- _What you should do_
Look below for lines that hold the string "such" and copy each one.

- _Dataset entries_
◇ ◇ ◇ ◇ ◇ ◇ ◇
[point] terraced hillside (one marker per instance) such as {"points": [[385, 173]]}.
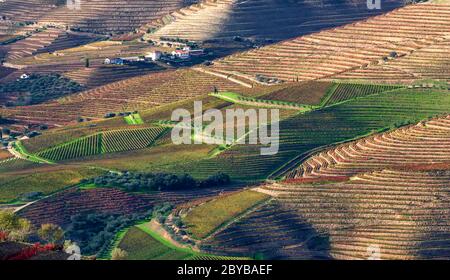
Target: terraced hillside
{"points": [[103, 142], [303, 135], [225, 19], [58, 208], [272, 231], [413, 147], [403, 34], [383, 214], [427, 63], [97, 16], [143, 92]]}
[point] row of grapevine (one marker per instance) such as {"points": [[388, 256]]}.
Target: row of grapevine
{"points": [[126, 140], [83, 147], [346, 91], [103, 142]]}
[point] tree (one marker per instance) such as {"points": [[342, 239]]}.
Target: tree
{"points": [[15, 227], [118, 254], [51, 233]]}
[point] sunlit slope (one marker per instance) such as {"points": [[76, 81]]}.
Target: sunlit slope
{"points": [[98, 16], [396, 35], [264, 19]]}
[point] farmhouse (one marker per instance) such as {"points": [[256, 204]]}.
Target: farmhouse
{"points": [[181, 54], [153, 56]]}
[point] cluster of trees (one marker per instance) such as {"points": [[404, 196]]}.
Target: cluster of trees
{"points": [[94, 231], [131, 181], [268, 80], [39, 88], [15, 228]]}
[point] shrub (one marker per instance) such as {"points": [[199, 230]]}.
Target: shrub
{"points": [[16, 228], [118, 254], [51, 233]]}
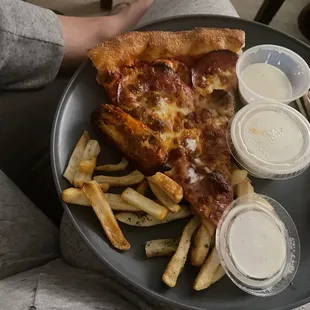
◇ ◇ ◇ ◇ ◇ ◇ ◇
- _Result of this exercise_
[point] terraced hillside (one marker per instance) such as {"points": [[385, 173]]}.
[point] row of grapevine (one marker per instance) such as {"points": [[388, 256]]}.
[point] tree (one marker per instance) such as {"points": [[342, 239]]}.
[point] sunlit slope (one marker per instance) such as {"points": [[76, 81]]}.
[point] farmhouse (one marker per instance) such as {"points": [[256, 204]]}.
[point] cluster of trees (one marker per instance) such as {"points": [[404, 196]]}.
[point] shrub (one marker per instance) such as {"points": [[199, 230]]}.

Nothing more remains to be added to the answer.